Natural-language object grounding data
╭──
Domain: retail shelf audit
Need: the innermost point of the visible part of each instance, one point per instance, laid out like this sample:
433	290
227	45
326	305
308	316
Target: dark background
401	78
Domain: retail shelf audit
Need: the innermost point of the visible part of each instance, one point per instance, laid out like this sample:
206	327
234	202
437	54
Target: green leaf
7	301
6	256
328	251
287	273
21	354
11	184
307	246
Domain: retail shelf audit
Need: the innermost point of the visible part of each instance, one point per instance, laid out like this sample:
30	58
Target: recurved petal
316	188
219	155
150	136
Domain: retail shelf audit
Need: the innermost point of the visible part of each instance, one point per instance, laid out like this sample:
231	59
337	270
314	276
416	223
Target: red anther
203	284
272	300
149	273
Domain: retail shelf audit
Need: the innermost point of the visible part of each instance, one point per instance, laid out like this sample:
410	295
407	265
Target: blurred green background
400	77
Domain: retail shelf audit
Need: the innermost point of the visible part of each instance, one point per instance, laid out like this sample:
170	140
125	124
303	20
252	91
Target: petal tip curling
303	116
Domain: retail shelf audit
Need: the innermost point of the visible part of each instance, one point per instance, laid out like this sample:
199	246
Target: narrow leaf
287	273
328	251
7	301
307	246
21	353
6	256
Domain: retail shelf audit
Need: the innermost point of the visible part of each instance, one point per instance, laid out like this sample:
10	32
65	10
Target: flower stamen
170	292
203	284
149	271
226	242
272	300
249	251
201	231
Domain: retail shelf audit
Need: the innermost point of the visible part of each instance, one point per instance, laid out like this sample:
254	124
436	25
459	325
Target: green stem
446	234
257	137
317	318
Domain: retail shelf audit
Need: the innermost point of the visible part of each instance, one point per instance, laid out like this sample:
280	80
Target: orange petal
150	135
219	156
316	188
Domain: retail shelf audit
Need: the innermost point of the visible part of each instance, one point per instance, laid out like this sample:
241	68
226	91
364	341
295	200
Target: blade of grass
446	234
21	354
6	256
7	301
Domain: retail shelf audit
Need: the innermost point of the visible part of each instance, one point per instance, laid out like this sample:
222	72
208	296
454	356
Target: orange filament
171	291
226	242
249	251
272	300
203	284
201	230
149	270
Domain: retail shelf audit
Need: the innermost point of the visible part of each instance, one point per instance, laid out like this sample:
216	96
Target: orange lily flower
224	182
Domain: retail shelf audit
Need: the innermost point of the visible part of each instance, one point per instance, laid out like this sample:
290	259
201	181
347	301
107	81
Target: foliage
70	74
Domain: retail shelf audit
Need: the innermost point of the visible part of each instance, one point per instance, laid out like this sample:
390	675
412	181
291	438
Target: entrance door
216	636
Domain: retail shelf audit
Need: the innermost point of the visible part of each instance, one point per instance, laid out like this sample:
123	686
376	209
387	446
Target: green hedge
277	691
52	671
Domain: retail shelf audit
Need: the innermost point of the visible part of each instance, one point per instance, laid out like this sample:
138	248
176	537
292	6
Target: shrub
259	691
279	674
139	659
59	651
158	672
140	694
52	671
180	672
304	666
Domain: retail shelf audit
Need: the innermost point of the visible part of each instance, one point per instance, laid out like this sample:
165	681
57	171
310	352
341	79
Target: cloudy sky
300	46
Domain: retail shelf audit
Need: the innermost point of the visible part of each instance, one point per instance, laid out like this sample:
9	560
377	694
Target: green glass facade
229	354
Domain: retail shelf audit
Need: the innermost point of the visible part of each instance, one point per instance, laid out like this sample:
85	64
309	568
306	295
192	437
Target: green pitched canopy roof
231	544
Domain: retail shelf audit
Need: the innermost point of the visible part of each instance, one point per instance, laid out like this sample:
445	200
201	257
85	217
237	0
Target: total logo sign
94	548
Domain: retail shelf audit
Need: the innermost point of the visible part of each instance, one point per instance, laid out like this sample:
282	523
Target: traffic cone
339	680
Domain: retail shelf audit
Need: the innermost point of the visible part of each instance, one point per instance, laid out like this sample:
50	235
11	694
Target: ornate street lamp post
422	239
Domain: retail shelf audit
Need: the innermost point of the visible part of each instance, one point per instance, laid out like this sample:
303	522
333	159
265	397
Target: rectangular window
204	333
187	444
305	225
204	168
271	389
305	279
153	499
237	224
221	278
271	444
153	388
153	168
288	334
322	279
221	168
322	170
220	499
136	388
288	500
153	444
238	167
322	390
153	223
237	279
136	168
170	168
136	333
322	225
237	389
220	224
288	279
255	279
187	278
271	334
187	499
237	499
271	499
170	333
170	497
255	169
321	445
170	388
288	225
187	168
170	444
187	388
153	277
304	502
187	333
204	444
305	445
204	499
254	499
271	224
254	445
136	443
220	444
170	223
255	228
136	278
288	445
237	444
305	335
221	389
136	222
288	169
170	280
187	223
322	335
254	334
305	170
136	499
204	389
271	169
╰──
ASSIGNMENT :: So that no detail is lost, give every line of the data again exactly.

PROBLEM SOLUTION ::
Domain: retail shelf audit
Need: the innermost point of the visible part of each instance, one point per instance, laid out like this sample:
433	290
227	45
326	305
308	316
Target: dark background
401	78
Domain: retail shelf audit
Need: the innermost point of the visible part of each instance, one point per instance, laid out like this sample:
206	327
234	202
437	54
Target: green leaf
7	301
6	256
328	251
287	273
21	354
11	184
307	246
Domain: retail shelf audit
Need: the innermost point of the visible part of each instance, one point per instance, laid out like this sample:
30	58
Target: recurved petal
316	188
219	155
150	136
Domain: retail shelf audit
Need: the innermost point of the visible part of each instance, one point per instance, laid out like this sample:
231	59
337	270
314	276
416	223
Target: red anther
203	284
272	300
149	273
Domain: retail shelf audit
Need: the innermost point of the visible part of each instance, one point per instance, laid out like this sample:
410	295
407	265
Target: blurred green background
400	77
Domain: retail shelf audit
Need: the innermost point of the visible part of each instance, one point per instance, laid out like this sample:
170	140
125	124
303	20
252	91
Target: petal tip curling
303	116
Domain: retail shelf audit
Need: the innermost point of the visible part of each instance, one point per instance, laid out like this sample:
199	246
Target: narrow leaf
287	273
328	251
7	301
307	246
21	353
6	256
Domain: retail shelf audit
Need: the innermost point of the visible part of each instance, one point per instance, laid out like this sample:
10	32
65	10
Target: flower stamen
170	292
203	284
149	271
226	242
272	300
249	251
201	231
Domain: retail shelf audit
Need: the innermost point of the visible part of each instance, one point per instance, laid out like this sample:
254	124
436	25
459	325
Target: green stem
446	234
257	137
317	318
Domain: retail shelf audit
Need: the innermost point of the visible part of each instance, one point per instance, laid out like this sample:
280	80
Target: orange petal
150	135
219	156
316	188
Domain: retail shelf audit
Need: the innermost point of the visible part of each instance, one point per instance, laid out like this sample:
241	68
226	91
364	341
295	200
Target: blade of grass
446	234
21	354
6	256
7	301
Domain: retail shelf audit
Need: the innermost point of the visible part of each instance, one point per instance, laid out like this sample:
222	72
208	296
454	356
Target: orange filament
171	291
226	242
249	251
272	300
203	284
201	230
149	270
Domain: retail shelf audit
Need: the innermost point of the visible part of each instance, one point per instance, laid out like this sample:
216	96
Target: orange lily flower
224	182
Domain: retail shelf audit
Need: the innermost point of the visible part of each instance, one point per instance, laid out like this sample:
290	259
201	181
347	301
107	81
Target: foliage
70	74
Domain: retail shelf audit
Need: the innermost point of the visible part of each instance, one point per instance, laid out like this sample:
390	675
412	181
291	438
Target: entrance door
216	636
Domain: retail shelf audit
Need: the innermost point of the visible part of each instance, one point per instance, laid out like this sample:
123	686
376	209
387	446
Target: green hedge
277	691
52	671
Domain: retail shelf audit
Need: the innermost point of the visible part of each instance, one point per instance, laid out like this sample:
138	248
176	537
292	6
Target: shrub
259	691
279	674
139	659
59	651
158	672
140	694
52	671
180	672
304	666
Domain: retail shelf audit
Need: the innermost point of the visible part of each instance, one point per instance, laid out like this sample:
165	681
57	171
310	352
341	79
Target: cloudy sky
300	46
Domain: retail shelf audit
Need: the innermost point of the visible part of each instance, one point per instance, laid out like this sample:
9	560
377	694
Target: green glass facade
229	354
Domain: retail shelf audit
Need: the innermost point of the visible part of each instance, one point per instance, laid out like this sample:
85	64
309	568
306	295
192	437
Target: green pitched canopy roof
231	544
Domain: retail shelf audit
Need: the innermost point of the visible part of each instance, one point per instance, laid out like this sample:
445	200
201	257
85	217
237	0
Target: total logo sign
94	548
Domain: retail shelf audit
Need: the innermost point of the visible part of each instance, one point per instance, laid out like this sample:
282	523
Target: traffic cone
339	680
Domain: retail shelf audit
Need: the innermost point of the visible part of each instance, one point per instance, laid out like this sample:
50	235
11	694
Target: ornate street lamp post
422	239
Domain: retail shelf audit
Need: the innermost point of the visible part of each instance, one point per instance, laid out like this sample:
303	522
333	159
265	397
Target: rectangular window
204	333
187	444
305	225
204	168
271	389
305	279
153	499
237	224
221	278
271	444
153	388
153	168
288	334
322	279
221	168
322	170
220	499
136	388
288	500
153	444
238	167
322	390
153	223
237	279
136	168
170	168
136	333
322	225
237	389
220	224
288	279
255	279
187	278
271	334
187	499
237	499
271	499
170	333
170	497
255	169
321	445
170	388
288	225
187	168
170	444
187	388
153	277
304	502
187	333
204	444
305	445
204	499
254	499
271	224
254	445
136	443
220	444
170	223
255	228
136	278
288	445
237	444
305	335
221	389
136	222
288	169
170	280
187	223
322	335
254	334
305	170
136	499
204	389
271	169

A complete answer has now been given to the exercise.